# 1.导入相关库

In [5]:
import tensorflow as tf
import numpy as np
import pandas as pd
import operator
from sklearn.model_selection import RepeatedKFold

# 2.下载数据集

In [2]:
data_URL = 'http://archive.ics.uci.edu/ml/machine-learning-databases/iris/iris.data'
CSV_COLUMN_NAMES = ['SepalLength', 'SepalWidth', 'PetalLength', 'PetalWidth', 'Species']

def load_data(label_name):
    #创造一个本地数据集复样本
    data_path = tf.keras.utils.get_file(fname = data_URL.split('/')[-1], origin = data_URL)
    #转化为本地CSV文件
    data = pd.read_csv(filepath_or_buffer = data_path,  
                        names = CSV_COLUMN_NAMES,  # list of column names  
                        header = -1  # ignore the first row of the CSV file.  
                       )
    data_features, data_label = data, data.pop(label_name)
    return (data_features, data_label)

(data_feature, data_label) = load_data('Species')
feature = np.array(data_feature)
label = np.array(data_label)

# 3.使用TensorFlow设计K近邻模型

In [6]:
#设计KNN模型
def KNN_classifier(X_train, X_test, Y_train, Y_test, K, dims, dist_metric = 'L1'):
    # 计算图输入占位符
    xtrain = tf.placeholder(tf.float32)

练习 1 - 请把节选内容里的这句英文注释翻成中文：“ignore the first row of the CSV file.”
练习 2 - 把节选内容里从“feature = np.array(data_feature)”到“xtrain = tf.placeholder(tf.float32)”这一段一字不改地抄下来。
这些记录用不着。

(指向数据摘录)

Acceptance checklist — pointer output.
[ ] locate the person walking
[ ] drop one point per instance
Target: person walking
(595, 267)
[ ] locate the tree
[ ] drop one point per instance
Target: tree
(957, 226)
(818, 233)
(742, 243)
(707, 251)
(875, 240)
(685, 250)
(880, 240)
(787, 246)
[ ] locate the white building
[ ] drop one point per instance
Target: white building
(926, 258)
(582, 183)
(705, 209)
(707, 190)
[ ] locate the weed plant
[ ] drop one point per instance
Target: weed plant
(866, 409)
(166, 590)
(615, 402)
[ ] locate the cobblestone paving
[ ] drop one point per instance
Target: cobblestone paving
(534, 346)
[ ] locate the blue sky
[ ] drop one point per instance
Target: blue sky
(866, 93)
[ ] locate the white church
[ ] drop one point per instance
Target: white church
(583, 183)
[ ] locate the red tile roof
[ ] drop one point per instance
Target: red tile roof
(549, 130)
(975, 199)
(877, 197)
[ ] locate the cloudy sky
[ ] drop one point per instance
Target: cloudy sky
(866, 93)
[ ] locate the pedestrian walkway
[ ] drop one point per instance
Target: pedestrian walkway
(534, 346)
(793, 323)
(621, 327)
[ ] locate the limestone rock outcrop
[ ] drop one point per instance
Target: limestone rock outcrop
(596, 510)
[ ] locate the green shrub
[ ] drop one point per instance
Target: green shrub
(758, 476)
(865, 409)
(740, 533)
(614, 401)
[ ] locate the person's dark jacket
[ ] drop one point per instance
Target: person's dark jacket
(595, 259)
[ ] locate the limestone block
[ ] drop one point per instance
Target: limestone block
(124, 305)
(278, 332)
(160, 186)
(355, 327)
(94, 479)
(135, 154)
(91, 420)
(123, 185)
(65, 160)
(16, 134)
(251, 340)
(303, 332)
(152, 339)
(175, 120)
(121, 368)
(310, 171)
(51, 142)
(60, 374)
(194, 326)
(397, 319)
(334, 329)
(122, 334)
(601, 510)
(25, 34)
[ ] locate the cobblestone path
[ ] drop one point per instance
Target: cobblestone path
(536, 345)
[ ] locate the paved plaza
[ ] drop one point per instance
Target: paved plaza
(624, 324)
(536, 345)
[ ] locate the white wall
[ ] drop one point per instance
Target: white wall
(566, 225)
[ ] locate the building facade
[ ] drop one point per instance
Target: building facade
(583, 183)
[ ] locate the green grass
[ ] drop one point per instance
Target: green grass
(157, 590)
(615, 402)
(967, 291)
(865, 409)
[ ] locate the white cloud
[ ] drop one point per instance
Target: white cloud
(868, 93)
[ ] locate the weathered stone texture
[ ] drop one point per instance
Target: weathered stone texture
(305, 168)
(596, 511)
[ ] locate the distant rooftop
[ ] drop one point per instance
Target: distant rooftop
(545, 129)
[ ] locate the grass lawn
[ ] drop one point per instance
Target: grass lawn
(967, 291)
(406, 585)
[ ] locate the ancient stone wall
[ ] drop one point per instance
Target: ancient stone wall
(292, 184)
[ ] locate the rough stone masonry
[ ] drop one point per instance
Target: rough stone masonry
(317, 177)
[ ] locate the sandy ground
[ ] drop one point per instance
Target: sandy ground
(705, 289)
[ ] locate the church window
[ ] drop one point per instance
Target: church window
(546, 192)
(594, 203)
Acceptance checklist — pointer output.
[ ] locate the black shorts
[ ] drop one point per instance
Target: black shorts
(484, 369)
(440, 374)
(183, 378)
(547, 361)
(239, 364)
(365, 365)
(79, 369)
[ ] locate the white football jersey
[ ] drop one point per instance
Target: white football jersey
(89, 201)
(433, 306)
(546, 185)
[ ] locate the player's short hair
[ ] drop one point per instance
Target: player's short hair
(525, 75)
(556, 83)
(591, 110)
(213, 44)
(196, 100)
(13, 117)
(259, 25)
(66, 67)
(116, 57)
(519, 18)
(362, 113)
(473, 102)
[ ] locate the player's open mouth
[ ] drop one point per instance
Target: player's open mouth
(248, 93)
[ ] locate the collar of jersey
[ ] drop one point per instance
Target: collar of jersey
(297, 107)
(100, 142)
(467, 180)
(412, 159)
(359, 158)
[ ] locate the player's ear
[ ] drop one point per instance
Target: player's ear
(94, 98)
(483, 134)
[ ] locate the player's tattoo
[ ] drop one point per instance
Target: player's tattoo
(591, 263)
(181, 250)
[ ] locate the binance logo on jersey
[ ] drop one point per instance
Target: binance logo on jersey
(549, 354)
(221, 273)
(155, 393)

练习答案 1 - 忽略CSV文件的第一行。

练习答案 2 -
feature = np.array(data_feature)
label = np.array(data_label)

# 3.使用TensorFlow设计K近邻模型

In [6]:
#设计KNN模型
def KNN_classifier(X_train, X_test, Y_train, Y_test, K, dims, dist_metric = 'L1'):
    # 计算图输入占位符
    xtrain = tf.placeholder(tf.float32)